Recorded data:
########
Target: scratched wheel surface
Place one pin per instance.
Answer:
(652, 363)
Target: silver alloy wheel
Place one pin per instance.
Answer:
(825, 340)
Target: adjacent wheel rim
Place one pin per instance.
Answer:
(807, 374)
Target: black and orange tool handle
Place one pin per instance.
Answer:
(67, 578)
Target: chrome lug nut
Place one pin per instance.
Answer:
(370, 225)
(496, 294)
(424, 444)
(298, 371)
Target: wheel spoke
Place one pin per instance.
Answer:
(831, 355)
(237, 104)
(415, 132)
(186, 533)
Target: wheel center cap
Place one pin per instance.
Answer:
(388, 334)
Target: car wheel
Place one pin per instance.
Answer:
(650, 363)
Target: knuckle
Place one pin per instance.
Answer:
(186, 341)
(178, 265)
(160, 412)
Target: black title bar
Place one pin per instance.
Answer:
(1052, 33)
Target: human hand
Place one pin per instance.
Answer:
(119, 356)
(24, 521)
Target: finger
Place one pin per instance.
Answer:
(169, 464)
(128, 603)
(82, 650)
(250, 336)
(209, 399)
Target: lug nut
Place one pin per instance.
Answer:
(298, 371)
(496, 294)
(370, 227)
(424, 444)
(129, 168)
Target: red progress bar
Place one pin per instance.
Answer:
########
For the word "black", find all matching lines in the entries above and copy them out.

Target: black and orange tool handle
Target: black title bar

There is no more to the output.